__Consigne__
Comment se lit le passage de la page sur les Carmélites, depuis « Les Carmélites de Neuss, une » jusqu'à « transféré à Luxembourg-Neudorf. » inclus, si l'on substitue « Venlo » à « Roermond » ?

__Page__
________________

Il allait accueillir, en 1933, une postulante célèbre Edith Stein. Ce couvent ayant été détruit lors d’un bombardement durant la deuxième guerre mondiale, les intrépides Carmélites construisirent en partie elles-mêmes un nouveau Carmel sur l’emplacement du premier monastère érigé à Cologne au XVIIe siècle, près de l’église Notre-Dame de la Paix. L’Allemagne compte alors quinze monastères de Carmélites et seront augmenté ensuite des fondations de Essen et de Dachau.
Les Carmélites de Neuss, une fondation de Cologne, s’étaient réfugiées elles aussi, en Hollande au moment du Kulturkampf. Elles érigèrent, en 1882, un monastère a Roermond, d’où quelques moniales partirent sept ans plus tard, afin de s’établir à Luxembourg. En 1937, ce Carmel fut transféré à Luxembourg-Neudorf.
5) En Espagne
Le Carmel ne put vraiment se réorganiser qu’à partir de l’accession au trône d’Alphonse XII (1875), bien que certains monastères de Carmélites se fussent déjà regroupés auparavant. D’emblée, il parut impossible de faire revivre l’ancienne congrégation autonome d’Espagne. Un décret de Pie IX unifia définitivement l’Ordre des Carmes déchaux le 12 février 1875. Dès lors, le Carmel thérésien prit un grand essor dans sa patrie. La guerre civile d’Espagne fit des ruines et des martyrs, dont trois moniales de Guadalajara (Marie-Pilar de Saint-François de Borgia, Thérèse de l’Enfant-Jésus et Marie-Angeles de Saint-Joseph), qui scellèrent de leur sang leur fidélité à la foi. Mais les plaies furent tôt guéries. L’Ordre reconstitue en Espagne deux provinces de carmes et une centaine de monastères de Carmélites.
5) En Italie
Le renouveau commença vers la même époque, après les événements de 1870, qui achevèrent l’unification politique du pays. Les Carmes déchaux y sont groupés en cinq provinces et les moniales y possèdent une quarantaine de couvents.
6) En Suisse
Le premier monastère de Carmélites fut établi a Lully près d’Estavayer-le-lac par des moniales venues de Narbonne en 1921. Il fut transféré en 1936 dans un couvent régulier, construit au Pâquier, en Gruyère. Des Carmélites romaines érigèrent en 1947 un second monastère à Locarno. Un monastère fut fondé également à Develier.
II - Les Congrégations carmélitaines
Au cours des XIXe et XXe siècles, une cinquantaine de congrégations religieuses furent agrégées à l’Ordre en qualité de tiers-ordres réguliers. Les plus importantes se trouvent en Espagne : les Carmélites de la Charité, fondées en 1826 par la bienheureuse Joachime de Vedruna, avec plus de 2500 religieuses ; et la Compagnie de sainte Thérèse de Jésus, fondée à Tortose en 1876, avec plus de 3000 religieuses. Les Carmélites du Sacré-Cœur de Jésus, dont l’érection canonique en Hollande remonte à 1911, dépassent le millier et exercent leur activité en plusieurs pays d’Europe et d’Amérique.
En France, il faut noter surtout le Carmel Saint-Joseph, fondé par Mère Marguerite-Marie du Sacré-Cœur (Léontine Jarre) en 1872 à Saint-Martin-Belle-Roche. La congrégation doit son essor surtout à l’activité inlassable de sa seconde fondatrice, Mère Marie-Mathilde de la Croix. La congrégation des Sœurs de Notre-Dame du Mont-Carmel d’Avranches, fondée en 1686 par un Grand Carme d’Avranches, devint tiers-ordre régulier en 1703. Les Sœurs de la Providence de la Pommeraye sont agrégées à l’Ordre depuis 1956.
L’Institut séculier carmélitain de Notre-Dame de Vie, fondé à Venasque (Vaucluse), par le P. Marie-Eugène de l’Enfant-Jésus et Marie Pila en 1943 est en plein développement en plusieurs pays. Un Institut séculier sacerdotal lui est agrégé.

________________

__Extrait des données__

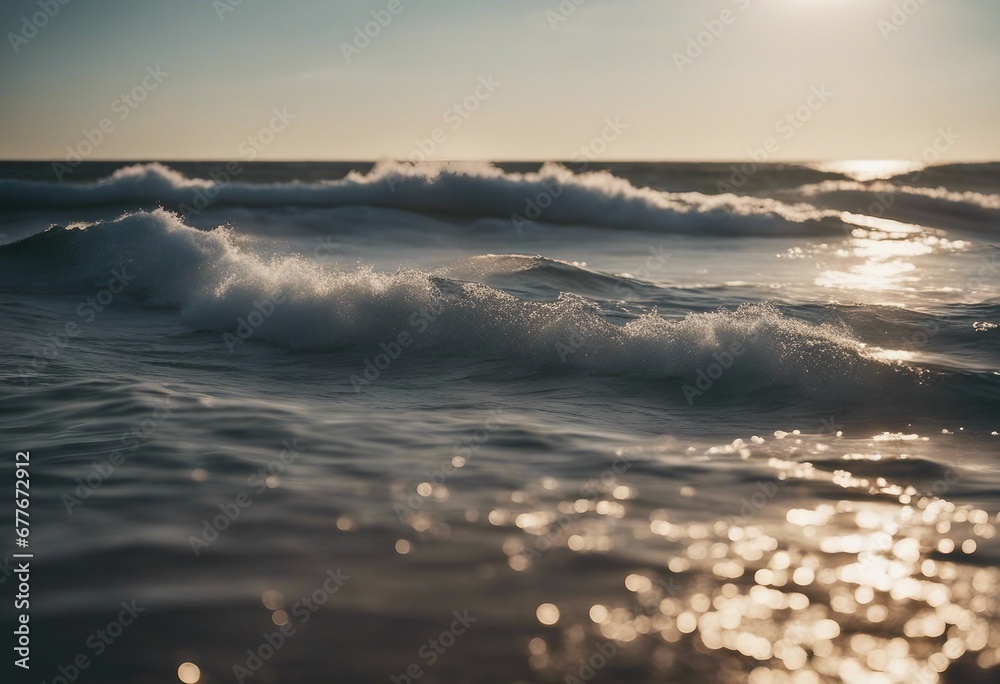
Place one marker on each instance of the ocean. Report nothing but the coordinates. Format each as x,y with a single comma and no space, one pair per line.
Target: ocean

________________

__Résultat__
Les Carmélites de Neuss, une fondation de Cologne, s’étaient réfugiées elles aussi, en Hollande au moment du Kulturkampf. Elles érigèrent, en 1882, un monastère a Venlo, d’où quelques moniales partirent sept ans plus tard, afin de s’établir à Luxembourg. En 1937, ce Carmel fut transféré à Luxembourg-Neudorf.